Written tasks:
A. In the forum thread, what breed of dog does the neighbor to the right of the woman own?
B. Write out the forum thread's text from "## Sampsons Dad" up to and including "(Apr 22, 2010)".

Passage provided:
>> START

I refuse to fix it it's not my responsibility to keep her dog out of my yard it's her responsibility to keep her dog in her yard and we share the fence and i told her i would pay half to get someone to come out and fix it which i think its more then fair on my part because my dogs cant get out of the hole so i dont have the problem she does and she didnt want to do that she said well your dogs stay inside most of the time anyway so its not like its a huge problem. I have 4 kids i baby sit 2 others 5 days a week and i tutor 2 school age kids in math i dont have time to go fix a fence and im not paying for it all by myself so when her little ankle biter gets eaten im not going to worry about it. This lady lives directly behind me her neighbor to the right owns a doberman and it gets in there yard too. Apparently she never fixes her fence at all. Also this dog roams the neighborhood and bothers everyone on more then one occasion i have seen this particular dog be returned to her by people and them suggest she keep it inside. so yeah i could probablly just pay someone to fix it but why should i have to? If my dogs were getting into her yard don't you think HOA would demand i fix the fence immediatley ?? Dont you think AC would pick my dog's up ? Why should she get a free pass because her dog is not aggressive so she sais. I don't think your being a wise A** at all your right that would be the simplest thing to do but im not going to do it she will or she wont have a dog


----------



## Sampsons Dad (Jul 4, 2008)

If you know that there are people like that there you have become part of the problem by bringing your dogs there.


----------



## eddy (Apr 22, 2010)

>> END

Recorded information:
>> START

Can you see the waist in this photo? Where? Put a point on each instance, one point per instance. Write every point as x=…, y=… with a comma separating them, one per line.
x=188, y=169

>> END

Correct answers:
A. A doberman.

B.
## Sampsons Dad (Jul 4, 2008)

If you know that there are people like that there you have become part of the problem by bringing your dogs there.


----------



## eddy (Apr 22, 2010)